- **Text to read**
⟨
# Polaris 850XP on 32.5" mambas



## phreebsd




----------



## speedman

Seen it those some nasty places they go.


----------



## 03maxpower

They look like really good tires


----------



## wood butcher

if u look hard he is winching his self out


----------



## phreebsd

yeah he was. he had to winch. i wonder if his belt was stock.
those tires looked huge. do you see how it was touching the rear plastic!? dang


----------



## NMKawierider

Could use a little lift..lol


----------



## Roboquad

X2 just going to say was a bit short....


----------



## muddaholic 09

i would love to have a set of them.. they look wicked bad a**.. but they are like 66 pounds.. i would have to have turner axels and a bomb proof diff:rocketwhore: but i would still like to have them... just sayin..


----------



## bluebrute750

Yep here's my buddies set by his 35" tires on his truck with 10.5" of lift










Sent from my iPhone using Tapatalk


----------



## 03maxpower

Winch part sucks thought he was pawing through there


----------



## brutemike

wood butcher said:


> if u look hard he is winching his self out


 You can hear it too


----------



## backwoodsboy70

those mambas are just rediculous lol ill stick to my 31 laws


----------
⟩
- **Prompt**
Write out the forum thread above about the Polaris 850XP on Mamba tires in full, reproducing every line without changes.

- **Source data**
⟨
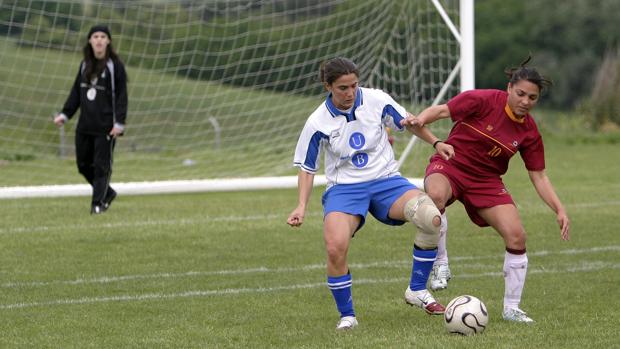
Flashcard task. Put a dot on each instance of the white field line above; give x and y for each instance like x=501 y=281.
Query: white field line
⟩
- **Full solution**
# Polaris 850XP on 32.5" mambas



## phreebsd




----------



## speedman

Seen it those some nasty places they go.


----------



## 03maxpower

They look like really good tires


----------



## wood butcher

if u look hard he is winching his self out


----------



## phreebsd

yeah he was. he had to winch. i wonder if his belt was stock.
those tires looked huge. do you see how it was touching the rear plastic!? dang


----------



## NMKawierider

Could use a little lift..lol


----------



## Roboquad

X2 just going to say was a bit short....


----------



## muddaholic 09

i would love to have a set of them.. they look wicked bad a**.. but they are like 66 pounds.. i would have to have turner axels and a bomb proof diff:rocketwhore: but i would still like to have them... just sayin..


----------



## bluebrute750

Yep here's my buddies set by his 35" tires on his truck with 10.5" of lift










Sent from my iPhone using Tapatalk


----------



## 03maxpower

Winch part sucks thought he was pawing through there


----------



## brutemike

wood butcher said:


> if u look hard he is winching his self out


 You can hear it too


----------



## backwoodsboy70

those mambas are just rediculous lol ill stick to my 31 laws


----------